OPDRACHTDOEL
Geef alle rijen hieronder woordelijk opnieuw weer en laat daarbij de afbeeldingen weg.
### INVOERGEGEVENS
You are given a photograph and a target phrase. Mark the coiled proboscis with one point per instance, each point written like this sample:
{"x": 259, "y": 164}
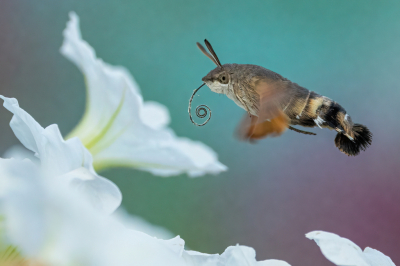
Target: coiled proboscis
{"x": 201, "y": 110}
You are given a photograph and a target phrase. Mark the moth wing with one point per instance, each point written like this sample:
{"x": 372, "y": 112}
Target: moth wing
{"x": 271, "y": 120}
{"x": 251, "y": 129}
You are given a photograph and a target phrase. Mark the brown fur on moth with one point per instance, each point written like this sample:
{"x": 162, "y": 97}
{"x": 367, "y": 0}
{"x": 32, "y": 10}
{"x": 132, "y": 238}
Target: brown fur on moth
{"x": 274, "y": 104}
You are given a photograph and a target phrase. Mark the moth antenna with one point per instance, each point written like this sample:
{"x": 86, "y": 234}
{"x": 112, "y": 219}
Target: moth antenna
{"x": 212, "y": 52}
{"x": 206, "y": 53}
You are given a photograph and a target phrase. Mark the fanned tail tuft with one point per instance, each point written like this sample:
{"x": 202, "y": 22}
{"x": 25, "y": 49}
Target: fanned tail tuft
{"x": 362, "y": 140}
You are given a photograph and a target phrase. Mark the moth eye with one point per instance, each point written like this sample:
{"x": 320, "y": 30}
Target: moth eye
######
RESULTAAT
You are given a photograph and a target phrase. Mark the coiled proboscis with one point per instance, each point written like this sample:
{"x": 259, "y": 164}
Target: coiled proboscis
{"x": 201, "y": 110}
You are given a photograph and a target phrase. Mark the moth wing with one point per instance, each point written like this sample:
{"x": 372, "y": 112}
Target: moth wing
{"x": 271, "y": 120}
{"x": 251, "y": 129}
You are given a photograph and a target phrase. Mark the brown fur on moth with one point per instance, each point written like this sample:
{"x": 162, "y": 97}
{"x": 367, "y": 0}
{"x": 32, "y": 10}
{"x": 132, "y": 238}
Target: brown fur on moth
{"x": 274, "y": 104}
You are given a photograph and a target phrase. Mark the moth antenna with one point per instance, each point written like this sample:
{"x": 86, "y": 234}
{"x": 112, "y": 219}
Target: moth antenna
{"x": 212, "y": 52}
{"x": 206, "y": 53}
You are given a photograph and a target phrase. Mark the fanned tail tuft with one point per instance, each point written like this sample:
{"x": 202, "y": 22}
{"x": 25, "y": 49}
Target: fanned tail tuft
{"x": 362, "y": 140}
You are given a photograph and a target phrase. Mark the moth eye with one point per instance, each point written like this sample:
{"x": 320, "y": 30}
Target: moth eye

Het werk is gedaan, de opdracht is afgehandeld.